# Document segment
=== Begin Enclosure ===

From Toronto to Tennessee, they emerged as glimmers of light amid an onslaught of devastating news.
The man driving to the gym when an attacker plowed a van into pedestrians at a busy Toronto intersection.
The man sitting with a friend at a Nashville-area Waffle House when a gunman opened fire.
The former Navy fighter pilot praised for her "nerves of steel" during an emergency on a Southwest Airlines flight.
We all need heroes to inspire us. In the past week, these three stepped up:
He came to the aid of a Toronto van attack victim
When a van began striking pedestrians in Toronto's busy North York section, Diego DeMatos was driving to the gym.
DeMatos was still emotional when he recounted the moment Monday when he saw the fast-moving vehicle strike a man and a woman.
"At first ... I just thought it was a hit and run," he told CNN.
It was more than that. At least 10 people were killed and 14 injured when Alek Minassian, 25, carried out his attack.
As DeMatos continued down the street, he saw four or five more people on the ground. Some were still moving, others not.
Further down, DeMatos said a man was trying to help another wounded pedestrian. The man screamed for help.
DeMatos parked, jumped out of his car and ran to assist.
"I went over to try to perform CPR on him. ... He died in our arms," DeMatos said.
A woman handed them her scarf to cover the dead man until police arrived, he said.

=== End Enclosure ===

# Problem set
1. Answer these from the article about recent heroes:
(a) Where did the gunman open fire?
(b) Where was Diego DeMatos driving when the van began striking pedestrians?
(c) How many people were killed and injured in the Toronto attack?
2. Carry on the article about the three heroes from the point where it stops.

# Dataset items

=== Begin Enclosure ===

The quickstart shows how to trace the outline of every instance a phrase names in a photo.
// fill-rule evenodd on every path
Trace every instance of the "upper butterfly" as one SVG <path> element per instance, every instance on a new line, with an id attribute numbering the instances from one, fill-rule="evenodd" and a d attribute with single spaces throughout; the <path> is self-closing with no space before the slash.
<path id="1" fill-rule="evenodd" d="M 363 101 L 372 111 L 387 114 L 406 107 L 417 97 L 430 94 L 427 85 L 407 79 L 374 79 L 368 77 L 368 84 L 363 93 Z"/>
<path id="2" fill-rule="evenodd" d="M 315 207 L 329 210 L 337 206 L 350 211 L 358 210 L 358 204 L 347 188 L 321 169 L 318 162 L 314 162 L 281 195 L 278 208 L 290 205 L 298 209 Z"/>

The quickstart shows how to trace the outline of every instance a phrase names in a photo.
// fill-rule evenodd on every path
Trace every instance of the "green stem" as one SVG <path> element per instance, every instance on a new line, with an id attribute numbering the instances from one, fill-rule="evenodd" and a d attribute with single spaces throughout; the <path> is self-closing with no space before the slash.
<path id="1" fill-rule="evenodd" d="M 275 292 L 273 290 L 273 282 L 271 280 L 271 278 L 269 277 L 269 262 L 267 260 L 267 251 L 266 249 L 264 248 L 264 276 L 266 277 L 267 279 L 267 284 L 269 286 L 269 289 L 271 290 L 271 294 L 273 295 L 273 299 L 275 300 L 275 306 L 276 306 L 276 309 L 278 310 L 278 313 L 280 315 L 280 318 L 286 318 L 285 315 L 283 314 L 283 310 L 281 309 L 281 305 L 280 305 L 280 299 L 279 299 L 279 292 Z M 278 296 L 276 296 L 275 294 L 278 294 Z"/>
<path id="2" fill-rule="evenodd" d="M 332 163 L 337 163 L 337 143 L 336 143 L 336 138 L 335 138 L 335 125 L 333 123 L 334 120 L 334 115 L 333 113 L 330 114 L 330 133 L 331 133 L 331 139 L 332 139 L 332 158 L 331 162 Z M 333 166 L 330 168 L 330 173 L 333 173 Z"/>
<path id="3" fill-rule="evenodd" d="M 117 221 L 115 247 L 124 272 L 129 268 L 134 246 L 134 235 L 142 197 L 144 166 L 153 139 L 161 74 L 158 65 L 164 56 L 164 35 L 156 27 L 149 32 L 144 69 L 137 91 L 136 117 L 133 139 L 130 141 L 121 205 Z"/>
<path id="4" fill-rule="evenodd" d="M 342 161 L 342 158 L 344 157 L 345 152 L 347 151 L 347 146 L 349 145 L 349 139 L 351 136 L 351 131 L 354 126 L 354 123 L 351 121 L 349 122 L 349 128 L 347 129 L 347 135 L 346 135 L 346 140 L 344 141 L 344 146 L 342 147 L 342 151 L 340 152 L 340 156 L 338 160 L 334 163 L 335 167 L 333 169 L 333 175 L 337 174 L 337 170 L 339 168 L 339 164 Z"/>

=== End Enclosure ===

# Outputs by task
1.
(a) At a Nashville-area Waffle House.
(b) To the gym.
(c) At least 10 people were killed and 14 were injured.

2.
"It was like a scene from a war zone," DeMatos said. "It was really, really horrible."
He wrestled a rifle from the Tennessee Waffle House shooter
"I just want to be out there as a regular person," James Shaw Jr. insists.
But there was nothing regular about how Shaw defused a deadly shooting at a Waffle House early Sunday morning.
He was sitting with a friend at the restaurant counter when a gunman wearing nothing but a green jacket opened fire outside the restaurant, police said.
Glass shattered. A man fell to the ground.
Shaw, 29, slid along the floor to the restroom, his mind set on stopping the shooter. When he heard a pause in the gunfire, he leaped into action.
"I figured if I was going to die," Shaw later told reporters, "he was going to have to work for it."
He rushed the man with the rifle. They tussled. The gunman cursed and fought back. Shaw managed to wrest the still-hot rifle from the shooter and tossed it behind the restaurant counter. The gunman ran off.
Shaw suffered a burn on his hand and a graze wound on his elbow.
The gunman killed four people, and it could have been more.
But don't call Shaw a hero.
"Heroes seem kind of like they're not touchable," he said. "If I'm looked at as a regular person, if somebody else is in this situation they have that same thing within them that they can project out also."
She calmly guided Southwest Airlines Flight 1380 to safety
The trouble started 20 minutes after the flight left New York. Passengers said they heard explosions. A plane window shattered after being struck by debris from a ruptured engine. A female passenger was sucked into the hole where the window had been.
But the voice of Tammie Jo Shults exuded calm as she guided Southwest Airlines Flight 1380 and its 144 passengers to safety at a Philadelphia airport.
Shults, one of the Navy's first female fighter pilots, spoke calmly and slowly to air traffic control as the plane experienced engine failure more than 30,000 feet in the air.
"We have a part of the aircraft missing," she said. "Could you have the medical meet us there on the runway as well? We've got injured passengers."
Was her plane on fire?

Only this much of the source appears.